__Exercise prompt__
Output all of the data below exactly as given.

Location annotation dataset excerpts
• • •
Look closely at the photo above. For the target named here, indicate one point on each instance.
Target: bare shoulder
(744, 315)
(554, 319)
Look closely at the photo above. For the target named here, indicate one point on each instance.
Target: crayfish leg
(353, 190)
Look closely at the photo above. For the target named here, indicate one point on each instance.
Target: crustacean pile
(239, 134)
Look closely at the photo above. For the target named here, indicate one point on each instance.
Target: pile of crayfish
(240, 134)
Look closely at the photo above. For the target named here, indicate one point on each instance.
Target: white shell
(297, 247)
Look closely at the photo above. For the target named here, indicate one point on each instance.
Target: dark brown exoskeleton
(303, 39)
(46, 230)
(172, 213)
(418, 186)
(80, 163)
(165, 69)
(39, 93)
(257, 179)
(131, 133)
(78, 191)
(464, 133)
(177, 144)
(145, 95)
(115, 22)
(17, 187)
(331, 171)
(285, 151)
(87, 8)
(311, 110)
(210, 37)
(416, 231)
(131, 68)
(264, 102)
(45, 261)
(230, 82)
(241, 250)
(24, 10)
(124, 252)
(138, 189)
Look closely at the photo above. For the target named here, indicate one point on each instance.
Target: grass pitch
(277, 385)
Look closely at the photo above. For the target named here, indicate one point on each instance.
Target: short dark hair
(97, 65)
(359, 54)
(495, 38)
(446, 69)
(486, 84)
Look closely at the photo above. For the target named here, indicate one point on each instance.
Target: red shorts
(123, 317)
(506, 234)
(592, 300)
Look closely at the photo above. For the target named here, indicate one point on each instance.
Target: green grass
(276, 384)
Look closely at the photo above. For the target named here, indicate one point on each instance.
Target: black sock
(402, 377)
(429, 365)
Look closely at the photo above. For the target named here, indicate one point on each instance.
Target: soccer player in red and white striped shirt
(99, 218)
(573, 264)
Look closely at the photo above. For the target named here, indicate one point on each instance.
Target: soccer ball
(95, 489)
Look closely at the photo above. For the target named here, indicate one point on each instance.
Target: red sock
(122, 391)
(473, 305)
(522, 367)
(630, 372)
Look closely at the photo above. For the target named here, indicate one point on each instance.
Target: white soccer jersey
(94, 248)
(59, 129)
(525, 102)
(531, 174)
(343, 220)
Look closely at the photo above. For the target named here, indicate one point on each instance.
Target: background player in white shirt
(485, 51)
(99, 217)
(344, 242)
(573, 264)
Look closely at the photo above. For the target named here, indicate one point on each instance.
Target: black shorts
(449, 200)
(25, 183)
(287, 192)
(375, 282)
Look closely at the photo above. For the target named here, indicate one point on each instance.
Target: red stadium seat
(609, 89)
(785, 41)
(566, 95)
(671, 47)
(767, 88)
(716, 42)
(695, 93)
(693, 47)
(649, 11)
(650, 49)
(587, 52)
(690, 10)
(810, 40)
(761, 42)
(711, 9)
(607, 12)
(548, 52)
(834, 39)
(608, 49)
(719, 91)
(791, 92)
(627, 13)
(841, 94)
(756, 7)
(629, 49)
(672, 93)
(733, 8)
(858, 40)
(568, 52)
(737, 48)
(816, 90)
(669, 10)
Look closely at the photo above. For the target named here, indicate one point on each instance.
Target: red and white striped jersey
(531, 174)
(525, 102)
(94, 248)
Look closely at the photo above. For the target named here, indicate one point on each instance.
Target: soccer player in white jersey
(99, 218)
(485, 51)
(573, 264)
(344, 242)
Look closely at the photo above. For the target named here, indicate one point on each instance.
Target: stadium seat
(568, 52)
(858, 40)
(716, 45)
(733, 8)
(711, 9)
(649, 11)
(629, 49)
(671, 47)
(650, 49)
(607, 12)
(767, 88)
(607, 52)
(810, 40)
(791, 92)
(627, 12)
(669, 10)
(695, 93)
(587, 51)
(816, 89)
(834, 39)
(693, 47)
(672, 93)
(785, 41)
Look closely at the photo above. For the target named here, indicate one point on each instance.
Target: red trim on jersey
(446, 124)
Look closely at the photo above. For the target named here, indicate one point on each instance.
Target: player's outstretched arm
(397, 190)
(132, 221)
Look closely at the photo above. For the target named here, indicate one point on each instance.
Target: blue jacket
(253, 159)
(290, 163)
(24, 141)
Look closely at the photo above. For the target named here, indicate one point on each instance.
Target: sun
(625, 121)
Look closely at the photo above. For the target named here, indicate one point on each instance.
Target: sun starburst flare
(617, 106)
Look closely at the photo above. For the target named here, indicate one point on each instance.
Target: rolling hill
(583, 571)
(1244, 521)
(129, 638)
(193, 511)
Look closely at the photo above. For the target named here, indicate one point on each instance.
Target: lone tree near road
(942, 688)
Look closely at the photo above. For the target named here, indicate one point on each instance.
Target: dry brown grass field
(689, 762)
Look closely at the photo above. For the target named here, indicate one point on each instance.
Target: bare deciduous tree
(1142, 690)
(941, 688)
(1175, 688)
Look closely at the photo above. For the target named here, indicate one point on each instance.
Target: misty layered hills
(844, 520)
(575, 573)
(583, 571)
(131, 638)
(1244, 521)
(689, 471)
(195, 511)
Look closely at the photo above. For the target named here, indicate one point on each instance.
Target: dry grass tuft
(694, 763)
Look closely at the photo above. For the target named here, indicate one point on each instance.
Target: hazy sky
• • •
__Exercise response__
Look closely at the photo above. For the target named here, indicate one point on each instance.
Target: bare shoulder
(744, 315)
(554, 319)
Look closely at the photo above. For the target named here, indicate one point on each instance.
Target: crayfish leg
(353, 190)
Look closely at the photo above. For the target named here, indicate one point on each instance.
Target: crustacean pile
(239, 134)
Look closely at the photo above. For the target named here, indicate one point on each instance.
Target: pile of crayfish
(240, 134)
Look closely at the photo above. For the target named here, indicate one point on each instance.
Target: white shell
(297, 247)
Look closely at the photo above. For the target named here, indicate one point on each instance.
Target: dark brown exoskeleton
(303, 39)
(46, 230)
(172, 213)
(418, 186)
(80, 163)
(165, 69)
(39, 93)
(257, 179)
(131, 133)
(78, 191)
(464, 133)
(177, 144)
(145, 95)
(115, 22)
(17, 187)
(331, 171)
(285, 151)
(87, 8)
(311, 110)
(210, 37)
(416, 231)
(131, 68)
(264, 102)
(45, 261)
(230, 82)
(241, 250)
(24, 10)
(124, 252)
(138, 189)
Look closely at the photo above. For the target named here, indicate one point on each instance.
Target: grass pitch
(277, 385)
Look closely at the photo above. For the target named here, indicate one point on each instance.
Target: short dark hair
(97, 65)
(359, 54)
(495, 38)
(446, 69)
(486, 84)
Look closely at the photo above. For the target named here, indicate one point on each instance.
Target: red shorts
(123, 317)
(506, 234)
(592, 300)
Look closely at the photo above. For the target named here, indicate one point on each instance.
Target: green grass
(276, 384)
Look closely at the photo above. For the target named here, indicate one point on each instance.
Target: black sock
(402, 377)
(429, 365)
Look closely at the photo above. For the target named here, indicate one point on each instance.
Target: soccer player in red and white striped shirt
(99, 218)
(573, 264)
Look closely at the photo above. For the target named here, indicate one point on each instance.
Target: soccer ball
(95, 489)
Look closely at the photo above. For the target named here, indicate one point on each instance.
Target: red sock
(122, 391)
(473, 305)
(522, 367)
(630, 372)
Look closely at the photo above. For the target named here, indicate one point on each instance.
Target: white soccer jersey
(94, 248)
(59, 129)
(525, 102)
(531, 174)
(343, 220)
Look closely at the photo above. For the target named here, indicate one point on each instance.
Target: background player in white shirt
(485, 51)
(99, 217)
(344, 242)
(573, 264)
Look closely at the photo above. For the target named here, indicate one point on each instance.
Target: black shorts
(449, 200)
(25, 183)
(287, 192)
(375, 282)
Look closely at the photo above. For the target named here, indicate one point on each instance.
Target: red stadium seat
(609, 89)
(785, 41)
(566, 95)
(671, 47)
(767, 88)
(716, 42)
(695, 93)
(693, 47)
(649, 11)
(650, 49)
(587, 52)
(690, 10)
(810, 40)
(761, 42)
(711, 9)
(607, 12)
(548, 52)
(834, 39)
(608, 49)
(719, 91)
(791, 92)
(627, 13)
(841, 94)
(756, 7)
(629, 49)
(672, 93)
(733, 8)
(858, 40)
(568, 52)
(737, 48)
(816, 90)
(669, 10)
Look closely at the photo above. For the target named here, indicate one point on each instance.
Target: red and white striped jersey
(531, 174)
(525, 102)
(94, 248)
Look closely at the photo above. For the target named here, indicate one point on each instance.
Target: soccer player in white jersey
(99, 218)
(485, 51)
(573, 264)
(344, 242)
Look closely at the photo above. For the target named here, indicate one point on each instance.
Target: stadium seat
(568, 52)
(858, 40)
(716, 45)
(733, 8)
(711, 9)
(649, 11)
(629, 49)
(671, 47)
(650, 49)
(607, 12)
(767, 88)
(607, 52)
(810, 40)
(791, 92)
(627, 12)
(669, 10)
(695, 93)
(587, 51)
(816, 89)
(834, 39)
(693, 47)
(672, 93)
(785, 41)
Look closely at the photo above. For the target named here, indicate one point on each instance.
Target: red trim on jersey
(446, 124)
Look closely at the photo above. For the target named here, indicate one point on each instance.
Target: player's outstretched arm
(397, 190)
(132, 221)
Look closely at the photo above. For the target named here, indicate one point on each instance.
Target: blue jacket
(253, 159)
(290, 163)
(24, 141)
Look closely at the photo above. For the target named here, indicate one point on each instance.
Target: sun
(625, 121)
Look closely at the photo above. For the target named here, indicate one point on each instance.
Target: sun starburst flare
(617, 106)
Look closely at the photo above. For the target named here, indicate one point on each instance.
Target: rolling hill
(583, 571)
(1244, 521)
(129, 638)
(193, 511)
Look closely at the photo above. For the target named here, indicate one point on each instance.
Target: lone tree near road
(942, 688)
Look closely at the photo above. For the target named here, indicate one point on each instance.
Target: dry brown grass field
(689, 762)
Look closely at the photo above. For the target named here, indicate one point on each instance.
Target: bare deciduous tree
(1142, 690)
(941, 688)
(1175, 688)
Look closely at the photo above. For the target named here, indicate one point on each instance.
Target: misty layered hills
(844, 520)
(575, 573)
(583, 571)
(131, 638)
(1244, 521)
(689, 471)
(195, 511)
Look closely at the photo above. For the target named here, indicate one point on each instance.
Target: dry grass tuft
(694, 763)
Look closely at the photo above. For the target named here, indicate one point on each instance.
Target: hazy sky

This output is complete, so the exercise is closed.